◆ **Exercise materials**:
%%

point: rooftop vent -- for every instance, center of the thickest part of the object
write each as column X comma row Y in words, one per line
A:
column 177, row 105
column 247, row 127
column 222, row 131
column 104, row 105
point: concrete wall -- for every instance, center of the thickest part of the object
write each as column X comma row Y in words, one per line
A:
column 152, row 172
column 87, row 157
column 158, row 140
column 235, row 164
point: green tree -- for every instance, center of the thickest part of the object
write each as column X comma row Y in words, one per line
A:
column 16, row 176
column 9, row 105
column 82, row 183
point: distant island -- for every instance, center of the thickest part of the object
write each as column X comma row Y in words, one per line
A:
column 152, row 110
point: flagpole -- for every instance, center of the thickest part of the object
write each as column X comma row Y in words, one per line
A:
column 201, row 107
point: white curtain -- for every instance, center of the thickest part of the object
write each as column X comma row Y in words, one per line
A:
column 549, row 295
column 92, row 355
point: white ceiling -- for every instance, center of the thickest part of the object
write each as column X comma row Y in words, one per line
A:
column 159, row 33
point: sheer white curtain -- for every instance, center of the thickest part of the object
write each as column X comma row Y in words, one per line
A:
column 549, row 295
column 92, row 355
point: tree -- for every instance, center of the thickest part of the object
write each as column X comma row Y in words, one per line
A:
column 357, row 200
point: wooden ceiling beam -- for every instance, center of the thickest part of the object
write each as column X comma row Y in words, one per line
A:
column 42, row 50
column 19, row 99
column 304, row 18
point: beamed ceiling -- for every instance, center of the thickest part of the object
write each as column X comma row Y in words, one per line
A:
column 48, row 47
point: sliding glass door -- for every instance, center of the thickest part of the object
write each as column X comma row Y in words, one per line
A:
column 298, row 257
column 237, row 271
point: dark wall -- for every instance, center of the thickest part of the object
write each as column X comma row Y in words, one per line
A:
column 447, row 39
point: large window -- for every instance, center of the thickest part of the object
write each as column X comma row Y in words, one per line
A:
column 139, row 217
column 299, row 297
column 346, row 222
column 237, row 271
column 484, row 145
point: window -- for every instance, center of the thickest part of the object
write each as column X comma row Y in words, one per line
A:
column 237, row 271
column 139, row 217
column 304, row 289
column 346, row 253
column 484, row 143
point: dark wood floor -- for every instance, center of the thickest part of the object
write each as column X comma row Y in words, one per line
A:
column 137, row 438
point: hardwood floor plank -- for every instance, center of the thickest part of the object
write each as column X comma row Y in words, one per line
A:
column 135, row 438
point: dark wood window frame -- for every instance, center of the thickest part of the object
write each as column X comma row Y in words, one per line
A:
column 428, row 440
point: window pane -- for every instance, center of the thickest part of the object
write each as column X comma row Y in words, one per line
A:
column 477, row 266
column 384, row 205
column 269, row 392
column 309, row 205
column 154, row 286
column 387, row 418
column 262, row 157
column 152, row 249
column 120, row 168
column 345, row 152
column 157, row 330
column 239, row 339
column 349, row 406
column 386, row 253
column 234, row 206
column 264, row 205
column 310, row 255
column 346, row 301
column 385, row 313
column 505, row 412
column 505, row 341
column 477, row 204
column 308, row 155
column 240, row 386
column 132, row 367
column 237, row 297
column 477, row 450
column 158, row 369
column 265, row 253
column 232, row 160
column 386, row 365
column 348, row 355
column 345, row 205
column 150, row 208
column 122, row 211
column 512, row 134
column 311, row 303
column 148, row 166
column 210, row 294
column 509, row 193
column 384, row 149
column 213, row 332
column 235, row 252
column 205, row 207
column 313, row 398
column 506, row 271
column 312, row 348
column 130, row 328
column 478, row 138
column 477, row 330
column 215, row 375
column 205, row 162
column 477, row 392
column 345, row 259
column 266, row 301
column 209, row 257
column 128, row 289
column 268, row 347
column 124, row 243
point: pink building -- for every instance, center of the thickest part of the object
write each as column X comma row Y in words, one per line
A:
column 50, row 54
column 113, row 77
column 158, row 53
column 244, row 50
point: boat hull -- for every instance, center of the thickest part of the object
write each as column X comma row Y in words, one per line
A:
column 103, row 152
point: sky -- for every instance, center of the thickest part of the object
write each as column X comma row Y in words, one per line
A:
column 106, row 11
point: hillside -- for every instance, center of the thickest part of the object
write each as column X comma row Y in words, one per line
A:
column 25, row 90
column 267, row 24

%%

◆ **Aim of the task**: I need every line from the material that contains the word "wall".

◆ **Result for this task**:
point: concrete wall -- for every instance, center of the thickest part of the object
point: dark wall -- for every instance, center of the thickest part of the object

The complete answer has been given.